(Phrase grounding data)
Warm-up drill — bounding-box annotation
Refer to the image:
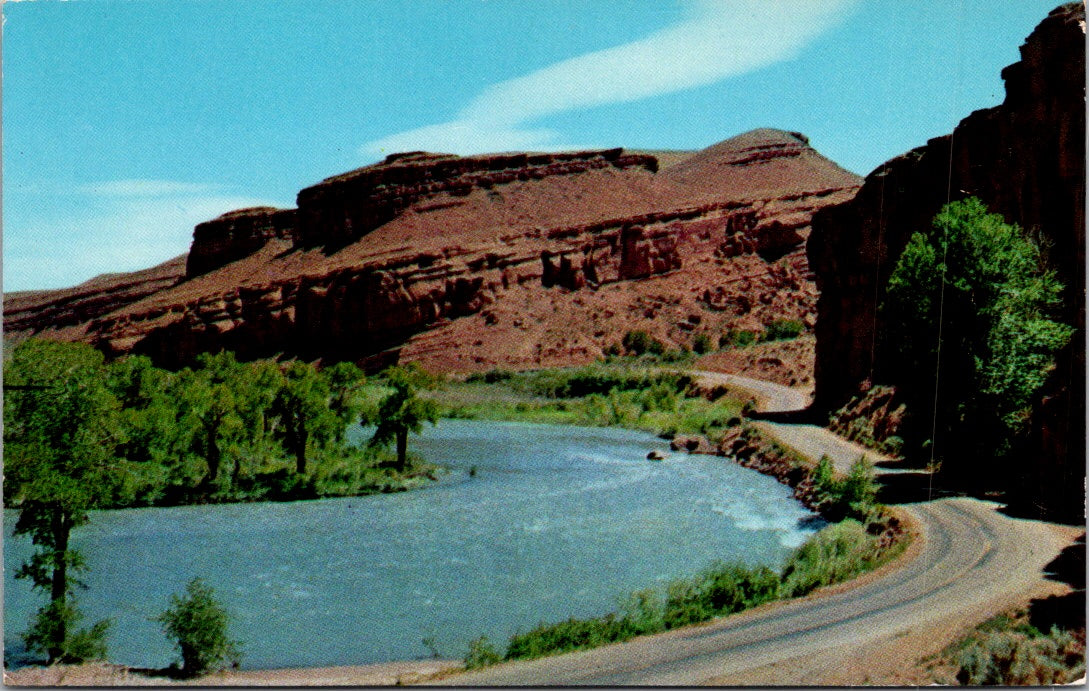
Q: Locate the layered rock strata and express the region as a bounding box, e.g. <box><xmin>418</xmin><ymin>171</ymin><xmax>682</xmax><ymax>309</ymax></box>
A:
<box><xmin>8</xmin><ymin>129</ymin><xmax>861</xmax><ymax>374</ymax></box>
<box><xmin>186</xmin><ymin>207</ymin><xmax>297</xmax><ymax>278</ymax></box>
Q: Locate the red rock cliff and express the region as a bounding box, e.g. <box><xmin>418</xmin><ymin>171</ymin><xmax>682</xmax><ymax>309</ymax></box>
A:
<box><xmin>808</xmin><ymin>3</ymin><xmax>1084</xmax><ymax>516</ymax></box>
<box><xmin>186</xmin><ymin>207</ymin><xmax>297</xmax><ymax>278</ymax></box>
<box><xmin>9</xmin><ymin>130</ymin><xmax>861</xmax><ymax>376</ymax></box>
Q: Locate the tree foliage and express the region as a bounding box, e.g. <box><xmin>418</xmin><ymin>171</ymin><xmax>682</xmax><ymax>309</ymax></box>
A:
<box><xmin>882</xmin><ymin>198</ymin><xmax>1072</xmax><ymax>473</ymax></box>
<box><xmin>370</xmin><ymin>363</ymin><xmax>439</xmax><ymax>469</ymax></box>
<box><xmin>154</xmin><ymin>578</ymin><xmax>241</xmax><ymax>677</ymax></box>
<box><xmin>4</xmin><ymin>339</ymin><xmax>117</xmax><ymax>663</ymax></box>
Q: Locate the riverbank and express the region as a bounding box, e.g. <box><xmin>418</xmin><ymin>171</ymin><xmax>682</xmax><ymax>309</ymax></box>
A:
<box><xmin>3</xmin><ymin>659</ymin><xmax>461</xmax><ymax>686</ymax></box>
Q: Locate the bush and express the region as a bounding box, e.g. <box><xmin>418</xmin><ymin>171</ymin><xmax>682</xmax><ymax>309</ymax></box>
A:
<box><xmin>811</xmin><ymin>456</ymin><xmax>881</xmax><ymax>523</ymax></box>
<box><xmin>621</xmin><ymin>330</ymin><xmax>665</xmax><ymax>356</ymax></box>
<box><xmin>779</xmin><ymin>520</ymin><xmax>881</xmax><ymax>598</ymax></box>
<box><xmin>466</xmin><ymin>369</ymin><xmax>514</xmax><ymax>384</ymax></box>
<box><xmin>764</xmin><ymin>319</ymin><xmax>804</xmax><ymax>341</ymax></box>
<box><xmin>464</xmin><ymin>635</ymin><xmax>503</xmax><ymax>670</ymax></box>
<box><xmin>154</xmin><ymin>578</ymin><xmax>241</xmax><ymax>677</ymax></box>
<box><xmin>22</xmin><ymin>600</ymin><xmax>110</xmax><ymax>664</ymax></box>
<box><xmin>722</xmin><ymin>329</ymin><xmax>757</xmax><ymax>349</ymax></box>
<box><xmin>956</xmin><ymin>627</ymin><xmax>1085</xmax><ymax>685</ymax></box>
<box><xmin>692</xmin><ymin>333</ymin><xmax>715</xmax><ymax>354</ymax></box>
<box><xmin>662</xmin><ymin>562</ymin><xmax>779</xmax><ymax>629</ymax></box>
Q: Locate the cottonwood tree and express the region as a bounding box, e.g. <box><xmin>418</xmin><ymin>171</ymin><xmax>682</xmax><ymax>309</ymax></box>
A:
<box><xmin>324</xmin><ymin>361</ymin><xmax>367</xmax><ymax>442</ymax></box>
<box><xmin>4</xmin><ymin>339</ymin><xmax>118</xmax><ymax>663</ymax></box>
<box><xmin>370</xmin><ymin>363</ymin><xmax>438</xmax><ymax>470</ymax></box>
<box><xmin>175</xmin><ymin>355</ymin><xmax>246</xmax><ymax>489</ymax></box>
<box><xmin>883</xmin><ymin>197</ymin><xmax>1072</xmax><ymax>475</ymax></box>
<box><xmin>271</xmin><ymin>361</ymin><xmax>338</xmax><ymax>475</ymax></box>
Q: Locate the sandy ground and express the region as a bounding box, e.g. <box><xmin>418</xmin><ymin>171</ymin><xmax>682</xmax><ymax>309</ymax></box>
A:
<box><xmin>3</xmin><ymin>659</ymin><xmax>461</xmax><ymax>687</ymax></box>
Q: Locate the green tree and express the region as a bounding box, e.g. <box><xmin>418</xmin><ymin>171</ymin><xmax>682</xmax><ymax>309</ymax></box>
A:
<box><xmin>370</xmin><ymin>363</ymin><xmax>439</xmax><ymax>470</ymax></box>
<box><xmin>4</xmin><ymin>339</ymin><xmax>118</xmax><ymax>663</ymax></box>
<box><xmin>271</xmin><ymin>361</ymin><xmax>338</xmax><ymax>475</ymax></box>
<box><xmin>105</xmin><ymin>355</ymin><xmax>184</xmax><ymax>504</ymax></box>
<box><xmin>883</xmin><ymin>198</ymin><xmax>1072</xmax><ymax>473</ymax></box>
<box><xmin>323</xmin><ymin>361</ymin><xmax>367</xmax><ymax>442</ymax></box>
<box><xmin>174</xmin><ymin>354</ymin><xmax>245</xmax><ymax>489</ymax></box>
<box><xmin>154</xmin><ymin>578</ymin><xmax>241</xmax><ymax>677</ymax></box>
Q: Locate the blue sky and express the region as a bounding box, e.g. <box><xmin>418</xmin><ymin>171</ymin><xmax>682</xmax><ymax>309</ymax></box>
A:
<box><xmin>3</xmin><ymin>0</ymin><xmax>1060</xmax><ymax>291</ymax></box>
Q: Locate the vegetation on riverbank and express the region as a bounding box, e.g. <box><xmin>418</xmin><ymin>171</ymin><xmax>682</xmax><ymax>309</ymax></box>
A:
<box><xmin>430</xmin><ymin>363</ymin><xmax>745</xmax><ymax>442</ymax></box>
<box><xmin>3</xmin><ymin>340</ymin><xmax>438</xmax><ymax>512</ymax></box>
<box><xmin>3</xmin><ymin>339</ymin><xmax>439</xmax><ymax>667</ymax></box>
<box><xmin>465</xmin><ymin>515</ymin><xmax>908</xmax><ymax>668</ymax></box>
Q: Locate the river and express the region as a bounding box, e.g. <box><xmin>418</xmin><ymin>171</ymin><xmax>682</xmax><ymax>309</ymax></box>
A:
<box><xmin>3</xmin><ymin>420</ymin><xmax>823</xmax><ymax>670</ymax></box>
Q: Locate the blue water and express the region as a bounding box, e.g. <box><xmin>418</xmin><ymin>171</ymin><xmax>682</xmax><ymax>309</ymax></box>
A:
<box><xmin>4</xmin><ymin>420</ymin><xmax>822</xmax><ymax>670</ymax></box>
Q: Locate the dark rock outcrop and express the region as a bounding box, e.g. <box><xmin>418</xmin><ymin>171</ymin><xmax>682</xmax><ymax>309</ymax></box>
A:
<box><xmin>186</xmin><ymin>207</ymin><xmax>297</xmax><ymax>278</ymax></box>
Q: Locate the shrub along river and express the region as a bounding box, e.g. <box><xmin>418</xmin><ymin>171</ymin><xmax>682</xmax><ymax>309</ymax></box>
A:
<box><xmin>4</xmin><ymin>420</ymin><xmax>823</xmax><ymax>670</ymax></box>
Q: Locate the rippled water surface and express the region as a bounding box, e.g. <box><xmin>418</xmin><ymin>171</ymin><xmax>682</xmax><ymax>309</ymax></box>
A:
<box><xmin>4</xmin><ymin>420</ymin><xmax>822</xmax><ymax>669</ymax></box>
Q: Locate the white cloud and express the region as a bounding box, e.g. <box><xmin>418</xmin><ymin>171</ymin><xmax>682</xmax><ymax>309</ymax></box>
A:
<box><xmin>79</xmin><ymin>179</ymin><xmax>223</xmax><ymax>197</ymax></box>
<box><xmin>363</xmin><ymin>0</ymin><xmax>857</xmax><ymax>158</ymax></box>
<box><xmin>4</xmin><ymin>181</ymin><xmax>288</xmax><ymax>291</ymax></box>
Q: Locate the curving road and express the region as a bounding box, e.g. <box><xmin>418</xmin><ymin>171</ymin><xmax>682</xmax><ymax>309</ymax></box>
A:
<box><xmin>436</xmin><ymin>374</ymin><xmax>1074</xmax><ymax>686</ymax></box>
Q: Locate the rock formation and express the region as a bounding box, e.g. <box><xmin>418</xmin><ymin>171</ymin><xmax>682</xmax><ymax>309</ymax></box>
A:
<box><xmin>186</xmin><ymin>207</ymin><xmax>297</xmax><ymax>278</ymax></box>
<box><xmin>6</xmin><ymin>128</ymin><xmax>861</xmax><ymax>374</ymax></box>
<box><xmin>808</xmin><ymin>2</ymin><xmax>1084</xmax><ymax>517</ymax></box>
<box><xmin>3</xmin><ymin>255</ymin><xmax>187</xmax><ymax>338</ymax></box>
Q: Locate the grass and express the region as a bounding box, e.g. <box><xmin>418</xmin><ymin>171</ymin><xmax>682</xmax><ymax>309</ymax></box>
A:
<box><xmin>431</xmin><ymin>363</ymin><xmax>744</xmax><ymax>441</ymax></box>
<box><xmin>465</xmin><ymin>518</ymin><xmax>909</xmax><ymax>668</ymax></box>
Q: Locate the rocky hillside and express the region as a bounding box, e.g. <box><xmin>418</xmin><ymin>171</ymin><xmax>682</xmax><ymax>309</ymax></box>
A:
<box><xmin>807</xmin><ymin>3</ymin><xmax>1084</xmax><ymax>517</ymax></box>
<box><xmin>4</xmin><ymin>255</ymin><xmax>188</xmax><ymax>338</ymax></box>
<box><xmin>5</xmin><ymin>129</ymin><xmax>860</xmax><ymax>374</ymax></box>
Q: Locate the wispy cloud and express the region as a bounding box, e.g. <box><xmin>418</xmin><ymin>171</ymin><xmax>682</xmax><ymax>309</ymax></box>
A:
<box><xmin>4</xmin><ymin>180</ymin><xmax>288</xmax><ymax>291</ymax></box>
<box><xmin>78</xmin><ymin>179</ymin><xmax>224</xmax><ymax>198</ymax></box>
<box><xmin>363</xmin><ymin>0</ymin><xmax>857</xmax><ymax>157</ymax></box>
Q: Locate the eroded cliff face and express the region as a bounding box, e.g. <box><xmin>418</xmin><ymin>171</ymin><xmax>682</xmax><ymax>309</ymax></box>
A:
<box><xmin>8</xmin><ymin>129</ymin><xmax>860</xmax><ymax>375</ymax></box>
<box><xmin>808</xmin><ymin>3</ymin><xmax>1084</xmax><ymax>517</ymax></box>
<box><xmin>3</xmin><ymin>255</ymin><xmax>188</xmax><ymax>340</ymax></box>
<box><xmin>186</xmin><ymin>207</ymin><xmax>297</xmax><ymax>278</ymax></box>
<box><xmin>294</xmin><ymin>149</ymin><xmax>659</xmax><ymax>248</ymax></box>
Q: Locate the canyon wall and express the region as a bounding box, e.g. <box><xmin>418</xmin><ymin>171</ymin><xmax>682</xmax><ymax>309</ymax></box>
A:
<box><xmin>810</xmin><ymin>2</ymin><xmax>1084</xmax><ymax>411</ymax></box>
<box><xmin>808</xmin><ymin>2</ymin><xmax>1084</xmax><ymax>516</ymax></box>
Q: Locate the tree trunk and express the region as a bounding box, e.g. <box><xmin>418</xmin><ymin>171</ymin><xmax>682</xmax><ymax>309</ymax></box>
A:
<box><xmin>294</xmin><ymin>424</ymin><xmax>308</xmax><ymax>476</ymax></box>
<box><xmin>48</xmin><ymin>505</ymin><xmax>71</xmax><ymax>663</ymax></box>
<box><xmin>396</xmin><ymin>428</ymin><xmax>408</xmax><ymax>471</ymax></box>
<box><xmin>205</xmin><ymin>426</ymin><xmax>221</xmax><ymax>485</ymax></box>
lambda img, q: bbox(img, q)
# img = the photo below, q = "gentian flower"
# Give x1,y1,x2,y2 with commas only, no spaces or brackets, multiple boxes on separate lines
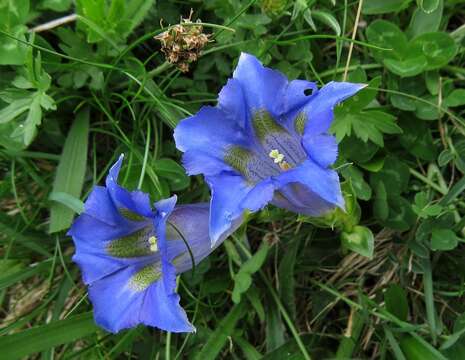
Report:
68,155,234,333
174,53,365,245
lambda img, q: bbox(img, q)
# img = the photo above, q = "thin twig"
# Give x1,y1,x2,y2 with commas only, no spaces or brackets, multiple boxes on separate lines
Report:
29,14,78,33
343,0,364,81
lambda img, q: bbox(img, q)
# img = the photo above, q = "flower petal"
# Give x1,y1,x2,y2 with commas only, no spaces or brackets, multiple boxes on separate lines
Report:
273,159,344,215
167,203,210,273
106,154,153,218
218,78,247,129
70,214,156,283
294,82,366,135
206,173,274,245
283,79,319,115
302,133,338,168
233,53,288,117
82,186,121,226
89,262,193,333
174,106,247,176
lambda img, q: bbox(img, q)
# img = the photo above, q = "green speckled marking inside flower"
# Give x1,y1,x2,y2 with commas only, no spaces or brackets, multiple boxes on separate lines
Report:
252,109,285,140
107,227,154,258
130,264,162,291
294,112,307,134
119,208,146,222
224,146,252,175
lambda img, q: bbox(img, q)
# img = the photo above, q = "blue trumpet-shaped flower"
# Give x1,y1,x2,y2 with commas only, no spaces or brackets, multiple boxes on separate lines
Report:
175,53,365,245
68,155,232,333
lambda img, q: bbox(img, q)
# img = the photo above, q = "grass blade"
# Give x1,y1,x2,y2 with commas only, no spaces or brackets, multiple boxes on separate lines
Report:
49,108,89,233
193,302,246,360
0,312,98,359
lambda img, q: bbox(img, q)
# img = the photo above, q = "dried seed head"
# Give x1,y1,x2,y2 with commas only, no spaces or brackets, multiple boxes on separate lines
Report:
155,13,211,72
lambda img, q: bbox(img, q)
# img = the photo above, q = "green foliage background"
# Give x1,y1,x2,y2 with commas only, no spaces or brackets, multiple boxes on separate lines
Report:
1,0,465,358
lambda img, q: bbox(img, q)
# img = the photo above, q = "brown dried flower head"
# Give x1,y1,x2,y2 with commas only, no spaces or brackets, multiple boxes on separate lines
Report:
155,13,211,72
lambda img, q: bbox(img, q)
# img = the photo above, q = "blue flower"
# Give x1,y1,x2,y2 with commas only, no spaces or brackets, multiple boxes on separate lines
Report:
68,155,232,333
174,53,365,245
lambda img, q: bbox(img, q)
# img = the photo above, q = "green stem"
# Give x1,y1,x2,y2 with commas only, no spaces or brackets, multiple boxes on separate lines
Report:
232,238,312,360
166,331,172,360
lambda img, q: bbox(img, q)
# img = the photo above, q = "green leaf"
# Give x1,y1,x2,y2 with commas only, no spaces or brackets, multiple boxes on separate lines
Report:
333,108,402,147
193,302,246,360
417,0,440,13
124,0,155,37
22,93,42,145
0,312,99,360
362,0,412,14
399,118,437,161
413,192,443,218
0,0,29,65
76,0,156,43
343,76,380,111
383,56,427,77
341,166,372,201
234,336,262,360
49,191,85,214
0,26,28,65
438,149,454,166
440,176,465,206
444,89,465,107
341,225,374,258
0,96,32,124
262,335,312,359
0,260,51,291
430,228,458,251
312,10,341,35
408,0,443,37
366,20,409,61
373,181,389,221
265,296,286,352
412,32,457,69
278,239,300,320
49,108,89,233
400,334,448,360
232,243,269,303
153,158,190,191
385,284,409,321
40,0,72,11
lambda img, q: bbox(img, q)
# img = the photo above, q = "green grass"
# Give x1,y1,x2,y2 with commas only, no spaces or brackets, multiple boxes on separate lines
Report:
1,0,465,359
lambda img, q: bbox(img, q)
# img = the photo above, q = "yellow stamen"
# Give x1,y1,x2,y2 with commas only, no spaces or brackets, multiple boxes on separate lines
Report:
279,161,291,171
269,149,284,163
269,149,290,171
148,236,158,252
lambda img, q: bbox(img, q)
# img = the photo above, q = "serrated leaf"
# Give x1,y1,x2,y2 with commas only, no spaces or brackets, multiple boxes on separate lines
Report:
333,108,402,146
0,96,32,124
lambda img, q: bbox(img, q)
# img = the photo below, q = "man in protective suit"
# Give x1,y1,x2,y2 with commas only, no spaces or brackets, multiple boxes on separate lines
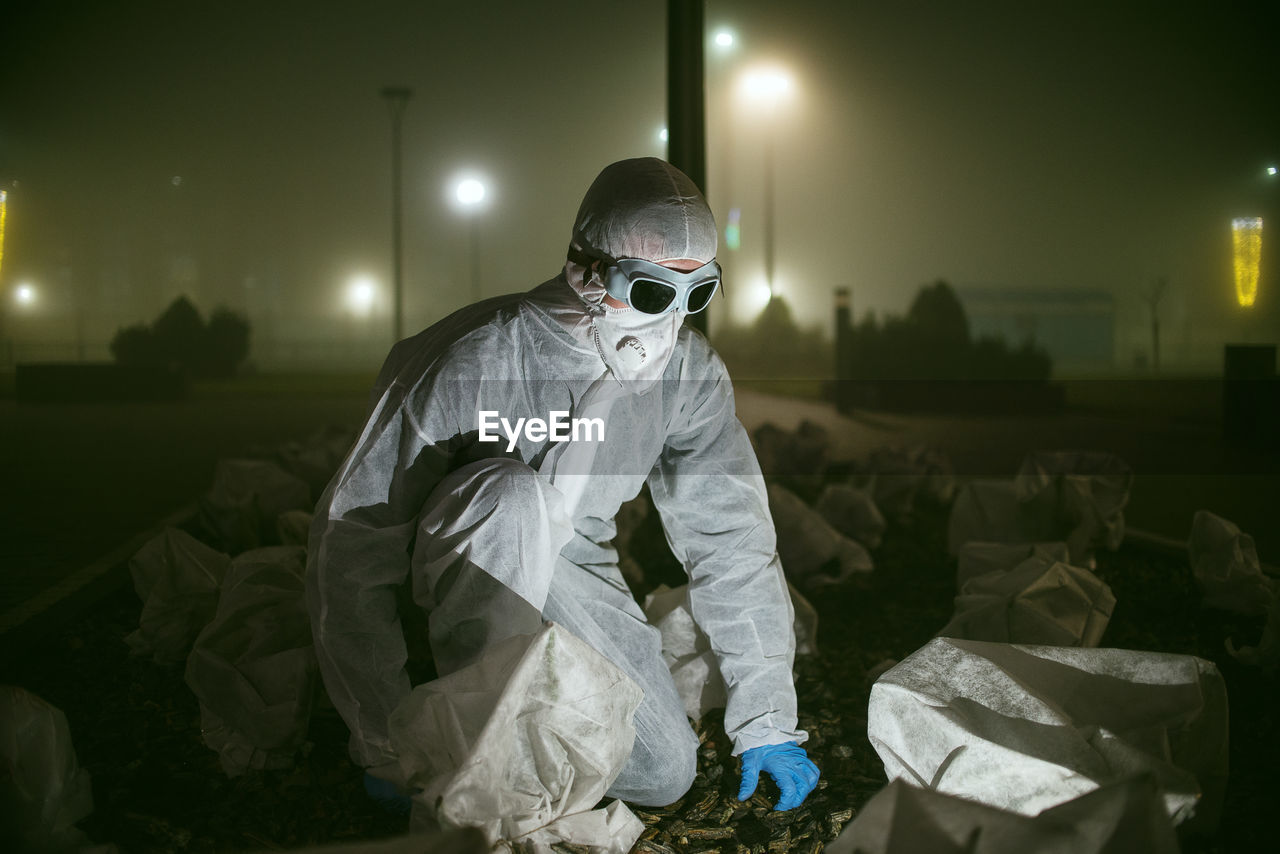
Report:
306,158,820,814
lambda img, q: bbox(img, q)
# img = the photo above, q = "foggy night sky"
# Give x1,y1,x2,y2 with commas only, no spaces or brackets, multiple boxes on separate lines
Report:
1,0,1277,367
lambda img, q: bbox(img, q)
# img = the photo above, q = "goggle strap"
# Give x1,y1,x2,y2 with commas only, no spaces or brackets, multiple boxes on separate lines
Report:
566,244,599,268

Task objective: Repeat exactly the lines from the start of the entries down to the line with "Q: Locate the riverbank", keeping both ends but none of the pictures.

Reply:
Warm-up drill — bounding-box annotation
Refer to the image:
Q: Locate the layered rock strata and express the region as a bounding box, e.g. <box><xmin>418</xmin><ymin>171</ymin><xmax>682</xmax><ymax>309</ymax></box>
A:
<box><xmin>8</xmin><ymin>129</ymin><xmax>861</xmax><ymax>374</ymax></box>
<box><xmin>186</xmin><ymin>207</ymin><xmax>297</xmax><ymax>278</ymax></box>
Q: Locate the red rock cliff and express the region as a bounding box, e.g. <box><xmin>418</xmin><ymin>171</ymin><xmax>682</xmax><ymax>309</ymax></box>
A:
<box><xmin>808</xmin><ymin>3</ymin><xmax>1084</xmax><ymax>516</ymax></box>
<box><xmin>186</xmin><ymin>207</ymin><xmax>297</xmax><ymax>278</ymax></box>
<box><xmin>9</xmin><ymin>130</ymin><xmax>861</xmax><ymax>376</ymax></box>
Q: Locate the tree foliage and express the region as a bounding box, e.g. <box><xmin>418</xmin><ymin>171</ymin><xmax>682</xmax><ymax>309</ymax></box>
A:
<box><xmin>882</xmin><ymin>198</ymin><xmax>1072</xmax><ymax>473</ymax></box>
<box><xmin>370</xmin><ymin>363</ymin><xmax>439</xmax><ymax>469</ymax></box>
<box><xmin>154</xmin><ymin>578</ymin><xmax>241</xmax><ymax>677</ymax></box>
<box><xmin>4</xmin><ymin>339</ymin><xmax>117</xmax><ymax>663</ymax></box>
Q: Locate the riverbank and express the region as a bounding box, e.g. <box><xmin>418</xmin><ymin>171</ymin><xmax>682</xmax><ymax>309</ymax></box>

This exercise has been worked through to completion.